## Start Task material
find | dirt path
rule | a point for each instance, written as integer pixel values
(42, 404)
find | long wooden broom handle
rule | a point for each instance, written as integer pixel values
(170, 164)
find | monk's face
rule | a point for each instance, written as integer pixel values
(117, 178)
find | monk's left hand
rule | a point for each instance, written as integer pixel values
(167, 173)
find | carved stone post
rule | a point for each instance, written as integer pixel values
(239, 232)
## End Task material
» **The exercise**
Take the entries and copy them out exactly.

» **Completed exercise**
find | dirt path
rule | a point for each instance, written as integer pixel values
(42, 404)
find | long wooden broom handle
rule | a point for each instance, written as integer pixel values
(170, 164)
find | monk's face
rule | a point for each instance, written as integer pixel values
(117, 178)
find | monk's left hand
rule | a point for each instance, written as integer pixel values
(167, 173)
find | carved stone post
rule | a point for each instance, written as integer pixel values
(239, 232)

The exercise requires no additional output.